→ TEKS YANG DISEDIAKAN
┏━━
PASANGAN NILAI DALAM HUKUM
Kebebasan dan ketertiban.
Kebebasan di sini diartikan bahwa seseorang individu, atau kelompok yang bergaul di tengah pergaulan sesamanya, tidak terikat dan terkekang sedemikian rupa. (tidak seperti pada zaman perbudakan di mana ada orang yang menjadi budak, hidupnya tidak bebas, malahan dapat dijual-belikan). Kebebasan ini adalah cirri masyarakat modern dewasa ini. Namun kebebasan memiliki sifat tertentu. Seorang individu yang bebas tidak berarti dia dapat berbuat, semaunya sendiri, seperti umpamanya merusak lingkungan sekelilingnya, merusak barang orang lain, mengganggu istri atau suami orang lain dan seterusnya. Maka arti kebebasan sebenarnya, sekaligus membawa keterikatan diri untuk tidak mengganggu sesamanya, dengan kata lain kebebasan yang terarah yakni kebebasan yang sekaligus dalam suasan ketertiban. Ketertiban ini adalah cermin adanya patokan, pedoman dan petunjuk bagi individu di dalam pergaulan hidupnya.. Kebebasan individu yang tetap mempertahankan ketertiban adalah kebebasan yang selaras dengan tujuan hukum yakni suasana yang aman, tertib dan adil. Dalam hal ini kebebasan adalah bagian dari komplementer dengan ketertiban.
Ketertiban adalah suasana bebas yang terarah, tertuju kepada suasana yang didambakan oleh masyarakat, yang menjadi tujuan hukum.
┗━━
→ BARIS DATA
┏━━
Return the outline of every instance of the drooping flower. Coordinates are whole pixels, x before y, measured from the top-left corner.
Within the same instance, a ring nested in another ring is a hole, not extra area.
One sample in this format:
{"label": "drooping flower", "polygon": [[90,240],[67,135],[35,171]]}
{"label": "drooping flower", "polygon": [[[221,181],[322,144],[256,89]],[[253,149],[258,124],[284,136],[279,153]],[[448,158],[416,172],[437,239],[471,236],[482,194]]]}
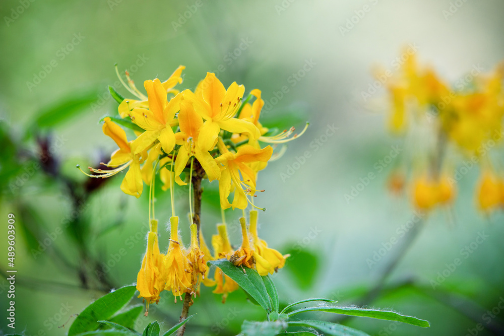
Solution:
┗━━
→ TUGAS DIBERIKAN 1
Menurut teks tentang kebebasan dan ketertiban dalam hukum, suasana apa yang menjadi tujuan hukum?
→ TUGAS DIBERIKAN 2
Tuliskan lanjutan teks tentang pasangan nilai kebebasan dan ketertiban dalam hukum, dimulai setelah kalimat terakhirnya.
Catatan-catatan tersebut merupakan bahan tersendiri yang terpisah dari teks.

→ JAWABAN TUGAS 1
Tujuan hukum adalah suasana yang aman, tertib, dan adil.

→ JAWABAN TUGAS 2
Kepentingan pribadi dan kepentingan antar pribadi
Setiap insan ciptaan Tuhan yang bernama manusia secara indifidu memiliki kepentingan-kepentingan. Kepentingan-kepentingan ini merupakan kepentingan pribadi dan kepentingan antar pribadi. Kepentingan pribadi-pribadi dapat diupayakan pemenuhannya masing-masing tanpa saling bertemu ataupun berbenturan namun kadang-kadang kepentingan antar pribadi dapat bertemu dan berbenturan satu sama lain, misalnya “A” yang bertetangga dengan “B”, suatu hari karena baru saja hujan lebat sehingga banyak kotoran yang menyumbat saluran pembuangan kotoran yang berbatasan dengan rumah “B”, maka demi kepentingannya “A” membersihkan kotoran pada saluran pembuangan dengan mendorongnya sehingga kotoran tersebut memenuhi halaman rumah “B”. “A” berpikir “masa bodoh pokoknya halaman saya bersih”. Padahal “B” pun dalam kasus ini mempunyai kepentingan yang sama agar kotoran tidak menimpa rumahnya. Apabila “B” berpikir seperti “A”, maka ia akan mendorong kotoran tersebut ke halaman rumah “A”, maka ia akan mendorong kotoran tersebut ke halaman rumah “A”, dan dapat diramalkan sengketa akan terjadi. Ini sebuah contoh yang sangat sederhana sekali. Dalam praktek perbenturan kepentingan antar pribadi adalah banyak sekali. Biasanya diselesaikan oleh pengadilan atau oleh fihak ketiga yang kan meyelesaikannya secara kekeluargaan. Secara ideal adalah bahwa kepentingan pribadi hendaknya seoptimal mungkin dipenuhi, namun tanpa mengurangi atau bahkan dapat merugikan kepentingan individu-individu lain. Malahan sekalipun pemenuhan kepentingan berupa penggunaan hak pribadinya seperti membangun rumah dengan uang sendiri di atas tanah hak miliknya, namun dalam pelaksanaannya harus memperhatikan kepentingan dan hak orang lain. Hak milik yang merupakan lembaga hukum yang lahir di negara barat, pada perkembangannya tetap memperhatikan fungsi social.
Di Indonesia keserasian antar kepentingan antar individu adalah harmonis dalam suasana kekeluargaan, seperti dijumpai dalam lembaga hukum ada mengenai hak-hak ulayat, subak, mapalus dan sebagainya.
Kesebandingan hukum dan kepastian hukum.
Telah disebut di muka bahwa ada kerja hukum yang bersifat lebih menelaah pada persoalan antara fihak-fihak dan membina suatu kebijaksanaan yang dapat mencerminkan keadilan, atas bertemunya dua kepentingan yang berbeda antara kedua belah pihak. Hukum ini membandingkan antara dua keadaan yang harus diputuskan. Di sini dapat dikatakan adanya kesebandingan hukum.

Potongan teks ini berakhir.